Excerpt from a dataset

····················

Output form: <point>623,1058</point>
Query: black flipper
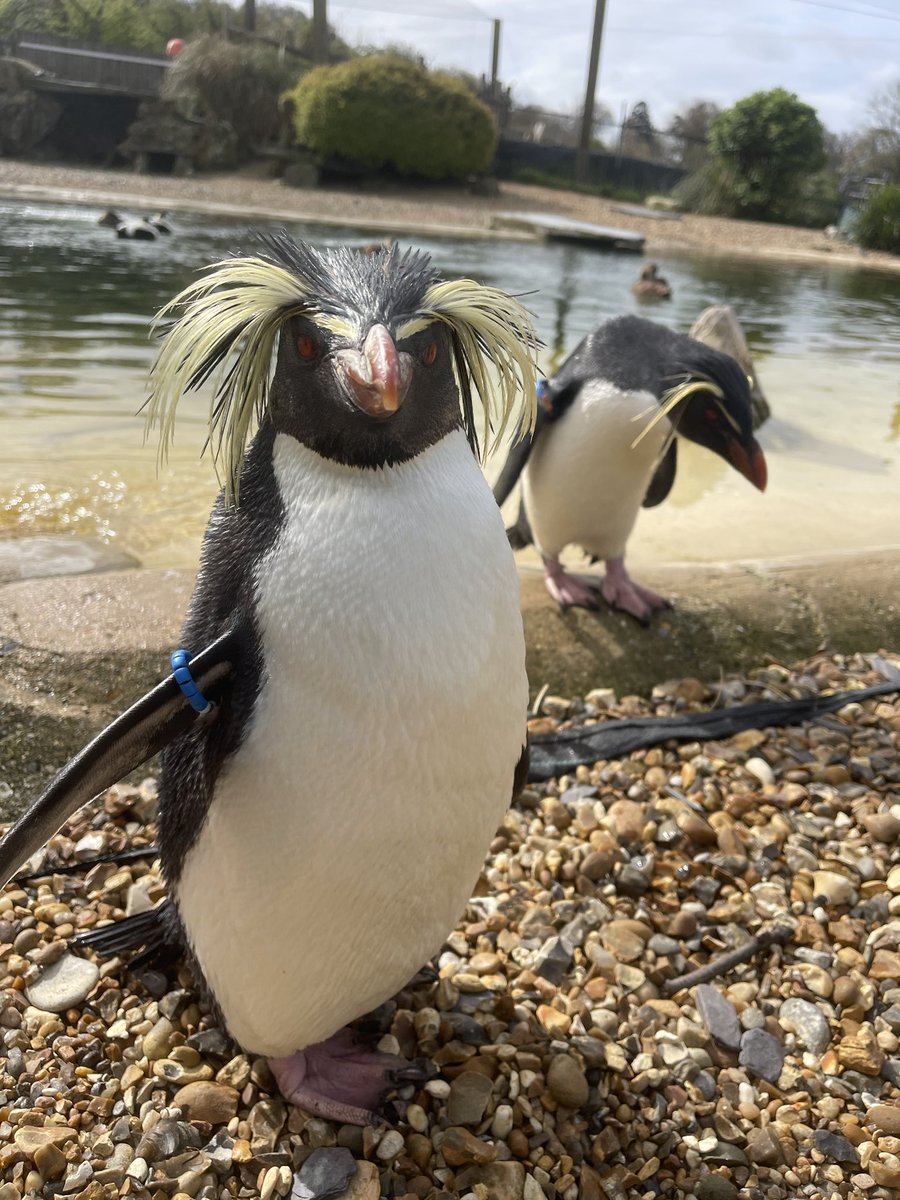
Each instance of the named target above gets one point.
<point>516,460</point>
<point>520,534</point>
<point>154,933</point>
<point>131,739</point>
<point>663,478</point>
<point>557,754</point>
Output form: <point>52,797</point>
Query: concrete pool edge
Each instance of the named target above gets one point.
<point>78,649</point>
<point>478,226</point>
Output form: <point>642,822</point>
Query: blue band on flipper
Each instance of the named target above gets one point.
<point>184,678</point>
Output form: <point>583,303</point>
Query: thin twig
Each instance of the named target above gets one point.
<point>778,935</point>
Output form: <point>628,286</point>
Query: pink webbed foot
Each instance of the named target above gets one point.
<point>343,1080</point>
<point>621,592</point>
<point>568,591</point>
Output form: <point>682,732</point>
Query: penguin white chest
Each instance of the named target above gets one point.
<point>586,478</point>
<point>345,835</point>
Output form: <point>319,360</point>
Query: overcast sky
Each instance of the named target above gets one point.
<point>833,53</point>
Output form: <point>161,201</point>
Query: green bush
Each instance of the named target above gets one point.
<point>387,112</point>
<point>762,151</point>
<point>240,85</point>
<point>877,227</point>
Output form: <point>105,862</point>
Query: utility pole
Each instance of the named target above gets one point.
<point>495,59</point>
<point>319,31</point>
<point>587,117</point>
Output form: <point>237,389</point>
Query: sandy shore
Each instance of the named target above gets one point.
<point>419,209</point>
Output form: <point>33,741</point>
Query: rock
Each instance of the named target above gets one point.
<point>715,1187</point>
<point>719,1015</point>
<point>567,1081</point>
<point>760,769</point>
<point>365,1183</point>
<point>532,1189</point>
<point>762,1055</point>
<point>207,1101</point>
<point>553,960</point>
<point>885,1119</point>
<point>157,1042</point>
<point>816,979</point>
<point>463,1149</point>
<point>663,947</point>
<point>859,1051</point>
<point>837,1147</point>
<point>803,1019</point>
<point>833,888</point>
<point>469,1093</point>
<point>556,1024</point>
<point>327,1173</point>
<point>64,984</point>
<point>627,821</point>
<point>763,1149</point>
<point>886,965</point>
<point>49,1161</point>
<point>623,940</point>
<point>697,828</point>
<point>883,827</point>
<point>503,1181</point>
<point>30,1139</point>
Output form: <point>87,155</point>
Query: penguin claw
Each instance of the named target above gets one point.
<point>419,1071</point>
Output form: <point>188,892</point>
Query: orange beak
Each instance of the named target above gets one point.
<point>376,382</point>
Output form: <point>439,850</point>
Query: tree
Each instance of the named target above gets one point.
<point>767,145</point>
<point>690,133</point>
<point>639,137</point>
<point>385,112</point>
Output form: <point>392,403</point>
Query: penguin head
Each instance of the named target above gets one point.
<point>714,409</point>
<point>376,358</point>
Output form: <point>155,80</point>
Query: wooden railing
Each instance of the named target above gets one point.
<point>90,66</point>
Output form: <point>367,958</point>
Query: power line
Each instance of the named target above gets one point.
<point>447,10</point>
<point>877,15</point>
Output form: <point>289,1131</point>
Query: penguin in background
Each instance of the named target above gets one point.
<point>606,443</point>
<point>651,286</point>
<point>358,694</point>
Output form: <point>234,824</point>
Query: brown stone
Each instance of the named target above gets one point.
<point>49,1161</point>
<point>859,1051</point>
<point>205,1101</point>
<point>885,1119</point>
<point>462,1149</point>
<point>886,965</point>
<point>30,1139</point>
<point>567,1081</point>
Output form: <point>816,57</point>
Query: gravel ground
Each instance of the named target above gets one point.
<point>417,209</point>
<point>571,1063</point>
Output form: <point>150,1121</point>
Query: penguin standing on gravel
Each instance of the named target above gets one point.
<point>358,640</point>
<point>605,445</point>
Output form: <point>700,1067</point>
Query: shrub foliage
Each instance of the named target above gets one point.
<point>762,150</point>
<point>877,227</point>
<point>387,112</point>
<point>239,85</point>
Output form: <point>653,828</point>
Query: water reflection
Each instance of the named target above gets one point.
<point>76,305</point>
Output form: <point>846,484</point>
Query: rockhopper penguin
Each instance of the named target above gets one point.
<point>355,619</point>
<point>605,444</point>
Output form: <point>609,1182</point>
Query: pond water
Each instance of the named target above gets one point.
<point>75,353</point>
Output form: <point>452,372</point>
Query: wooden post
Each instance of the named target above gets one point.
<point>319,31</point>
<point>587,117</point>
<point>495,59</point>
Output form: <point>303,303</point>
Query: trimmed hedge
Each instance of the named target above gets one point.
<point>387,112</point>
<point>877,226</point>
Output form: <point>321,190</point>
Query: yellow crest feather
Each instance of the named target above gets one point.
<point>227,327</point>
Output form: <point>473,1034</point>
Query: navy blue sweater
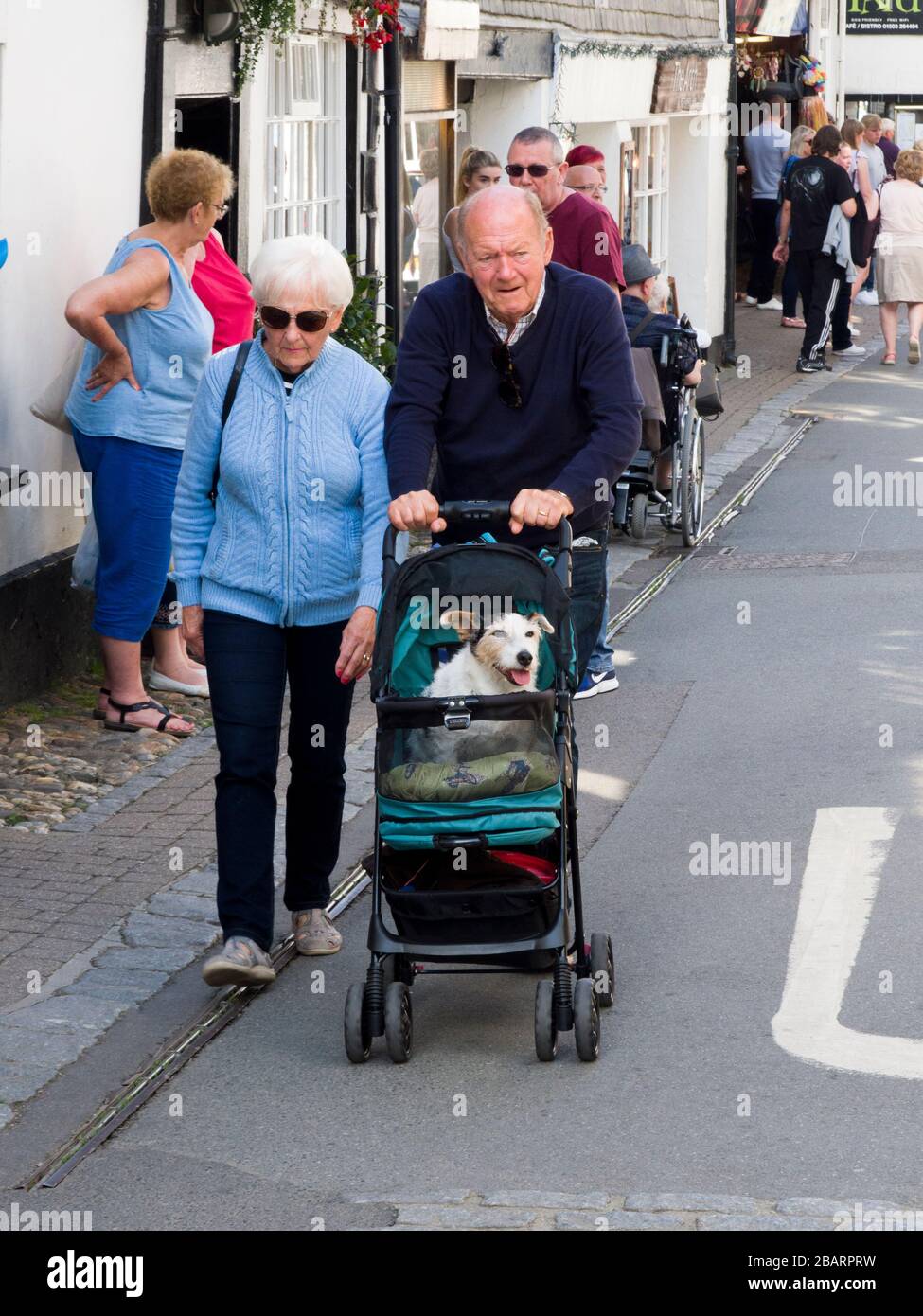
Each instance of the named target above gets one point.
<point>579,421</point>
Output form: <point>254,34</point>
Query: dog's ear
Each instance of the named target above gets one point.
<point>541,623</point>
<point>461,621</point>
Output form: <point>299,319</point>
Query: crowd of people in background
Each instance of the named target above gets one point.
<point>836,209</point>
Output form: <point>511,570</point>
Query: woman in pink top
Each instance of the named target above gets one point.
<point>224,291</point>
<point>899,252</point>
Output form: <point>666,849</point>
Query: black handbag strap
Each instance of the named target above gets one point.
<point>231,392</point>
<point>640,327</point>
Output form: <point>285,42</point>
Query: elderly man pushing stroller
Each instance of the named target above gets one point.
<point>521,377</point>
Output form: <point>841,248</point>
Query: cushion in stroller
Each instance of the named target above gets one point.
<point>498,774</point>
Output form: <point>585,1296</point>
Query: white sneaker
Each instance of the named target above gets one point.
<point>240,961</point>
<point>596,684</point>
<point>157,681</point>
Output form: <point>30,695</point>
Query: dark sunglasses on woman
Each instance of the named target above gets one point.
<point>532,170</point>
<point>309,321</point>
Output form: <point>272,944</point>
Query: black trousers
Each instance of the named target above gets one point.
<point>248,664</point>
<point>819,279</point>
<point>763,267</point>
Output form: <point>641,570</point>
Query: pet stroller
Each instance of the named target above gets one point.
<point>475,860</point>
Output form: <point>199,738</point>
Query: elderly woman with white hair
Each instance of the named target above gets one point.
<point>276,537</point>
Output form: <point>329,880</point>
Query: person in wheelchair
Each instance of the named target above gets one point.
<point>647,328</point>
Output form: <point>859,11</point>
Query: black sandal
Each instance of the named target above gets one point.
<point>121,725</point>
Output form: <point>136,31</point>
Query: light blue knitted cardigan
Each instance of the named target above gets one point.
<point>295,536</point>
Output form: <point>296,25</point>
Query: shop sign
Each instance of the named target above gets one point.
<point>680,84</point>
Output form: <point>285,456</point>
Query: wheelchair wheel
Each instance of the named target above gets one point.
<point>691,478</point>
<point>639,517</point>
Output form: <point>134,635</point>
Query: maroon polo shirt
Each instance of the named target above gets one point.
<point>586,239</point>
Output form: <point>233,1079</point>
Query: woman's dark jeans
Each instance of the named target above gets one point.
<point>790,291</point>
<point>248,662</point>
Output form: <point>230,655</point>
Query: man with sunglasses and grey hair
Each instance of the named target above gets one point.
<point>519,375</point>
<point>586,237</point>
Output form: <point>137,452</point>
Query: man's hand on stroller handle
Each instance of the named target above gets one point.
<point>544,508</point>
<point>417,511</point>
<point>539,507</point>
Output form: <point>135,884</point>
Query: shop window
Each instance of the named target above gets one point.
<point>644,189</point>
<point>304,151</point>
<point>427,182</point>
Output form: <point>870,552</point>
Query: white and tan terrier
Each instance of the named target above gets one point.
<point>494,660</point>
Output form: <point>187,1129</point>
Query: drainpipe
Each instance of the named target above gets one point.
<point>731,154</point>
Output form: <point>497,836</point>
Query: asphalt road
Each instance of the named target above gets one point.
<point>757,697</point>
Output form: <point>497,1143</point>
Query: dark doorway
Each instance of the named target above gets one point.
<point>211,124</point>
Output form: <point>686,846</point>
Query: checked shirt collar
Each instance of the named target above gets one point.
<point>522,326</point>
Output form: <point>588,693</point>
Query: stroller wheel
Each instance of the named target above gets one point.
<point>586,1020</point>
<point>399,1023</point>
<point>356,1031</point>
<point>545,1028</point>
<point>639,516</point>
<point>602,968</point>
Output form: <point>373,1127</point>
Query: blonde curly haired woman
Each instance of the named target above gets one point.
<point>899,254</point>
<point>148,341</point>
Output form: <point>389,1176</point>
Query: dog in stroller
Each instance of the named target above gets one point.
<point>475,864</point>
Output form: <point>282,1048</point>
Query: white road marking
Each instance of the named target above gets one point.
<point>844,863</point>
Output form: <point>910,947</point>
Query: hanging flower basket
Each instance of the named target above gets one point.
<point>374,24</point>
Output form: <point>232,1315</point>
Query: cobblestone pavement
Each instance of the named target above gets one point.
<point>112,890</point>
<point>56,758</point>
<point>647,1211</point>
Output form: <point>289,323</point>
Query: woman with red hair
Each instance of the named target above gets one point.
<point>588,155</point>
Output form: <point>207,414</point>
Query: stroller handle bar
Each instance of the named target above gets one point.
<point>481,515</point>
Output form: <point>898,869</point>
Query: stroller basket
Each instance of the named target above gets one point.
<point>507,791</point>
<point>490,900</point>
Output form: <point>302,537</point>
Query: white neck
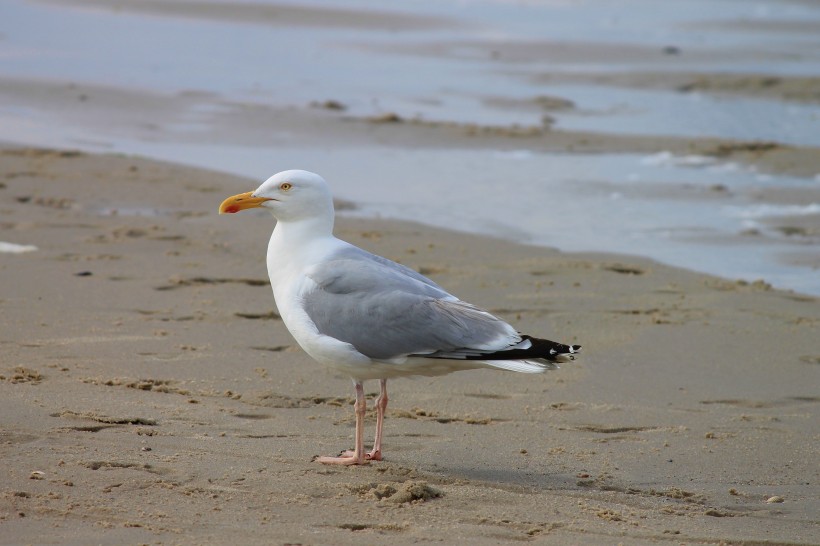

····················

> Work instructions
Gather every line in the excerpt that contains the word "flipper", matching its case exactly, and copy each one in full.

> Written answer
Query: black flipper
Query: blue band on flipper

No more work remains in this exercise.